* _Records for the task_
====
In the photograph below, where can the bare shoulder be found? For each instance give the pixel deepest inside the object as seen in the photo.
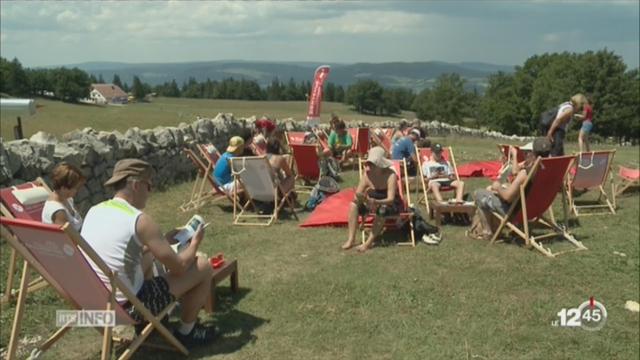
(146, 228)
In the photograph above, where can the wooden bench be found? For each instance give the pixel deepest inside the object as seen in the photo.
(228, 270)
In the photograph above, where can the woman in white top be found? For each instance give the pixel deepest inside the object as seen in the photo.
(58, 209)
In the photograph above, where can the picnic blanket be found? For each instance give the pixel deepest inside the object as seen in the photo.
(488, 169)
(333, 211)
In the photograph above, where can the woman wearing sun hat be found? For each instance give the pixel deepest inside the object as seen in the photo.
(376, 193)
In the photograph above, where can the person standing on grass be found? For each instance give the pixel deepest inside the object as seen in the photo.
(340, 142)
(404, 148)
(59, 208)
(128, 240)
(587, 125)
(555, 131)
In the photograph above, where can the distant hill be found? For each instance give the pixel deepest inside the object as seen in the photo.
(414, 75)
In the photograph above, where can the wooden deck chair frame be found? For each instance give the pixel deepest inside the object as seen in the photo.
(585, 167)
(264, 173)
(447, 154)
(398, 220)
(627, 178)
(306, 160)
(37, 283)
(520, 208)
(11, 229)
(201, 194)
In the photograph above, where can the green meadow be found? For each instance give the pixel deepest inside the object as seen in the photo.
(301, 297)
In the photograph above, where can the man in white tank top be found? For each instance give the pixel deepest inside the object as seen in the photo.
(128, 240)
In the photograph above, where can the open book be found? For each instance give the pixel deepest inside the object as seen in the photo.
(186, 233)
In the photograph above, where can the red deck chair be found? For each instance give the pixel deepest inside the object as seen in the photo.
(60, 255)
(200, 193)
(536, 196)
(504, 150)
(424, 154)
(627, 178)
(294, 137)
(305, 157)
(24, 201)
(591, 171)
(405, 216)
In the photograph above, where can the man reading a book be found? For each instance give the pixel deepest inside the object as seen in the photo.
====
* _Your instructions_
Repeat the data exactly, dropping every picture it holds.

* _Answer for this exercise_
In the photograph below, where can the bare shoulder be found? For each instance give the pixel deepest inside the object as seen in the photo.
(146, 228)
In the photograph above, where can the wooden bench be found? For each instance give the pixel deepest inside the object as seen in the photo.
(228, 270)
In the photograph above, where can the woman in white top be found? For each instance give the pixel deepest inside the object as seen in the photo.
(58, 209)
In the photograph above, where can the picnic blanket be found? For each instance give the pixel deepest inside the object as seen in the photo.
(488, 169)
(333, 211)
In the photograph above, where can the woman wearing sun hat be found? For each instance give the pixel deepest inside the object as seen in the photo.
(376, 193)
In the photograph above, where can the person standing on grass be found? For each instance give the pixel deepest inside the object as seen in the photo.
(340, 142)
(404, 148)
(59, 208)
(128, 240)
(587, 125)
(555, 131)
In the photograph above, where can the distant hill be found? For each instance give the pixel deepest inside the object as seen in the photo.
(414, 75)
In the photograph above, where can the wooden deck chair frame be found? For each instance give the pixel deepest inside the object as seen in the photo.
(585, 167)
(264, 173)
(447, 154)
(398, 220)
(627, 178)
(306, 160)
(37, 283)
(520, 208)
(11, 229)
(201, 194)
In the photograph above, where can the green meadow be found? For each instance give the pixel deepest inside the object as seen in the photo.
(301, 297)
In the photograph above, where can the man in white tank top be found? For each instance give the pixel deepest inside the object as seen in the photo.
(128, 240)
In the photograph above, where can the open book be found? For each instance give the pixel deepest inside the object as seen in the photo.
(186, 233)
In the photograph above, where can the red deck chair be found? For each instance give the pixel deepest inside the object as seen in the photo.
(60, 255)
(200, 193)
(536, 196)
(504, 150)
(424, 154)
(627, 178)
(294, 137)
(305, 157)
(24, 201)
(591, 171)
(405, 216)
In the photograph above, where can the man reading a book be found? For each instance give the pixel deepest inside the object as seen in the photo.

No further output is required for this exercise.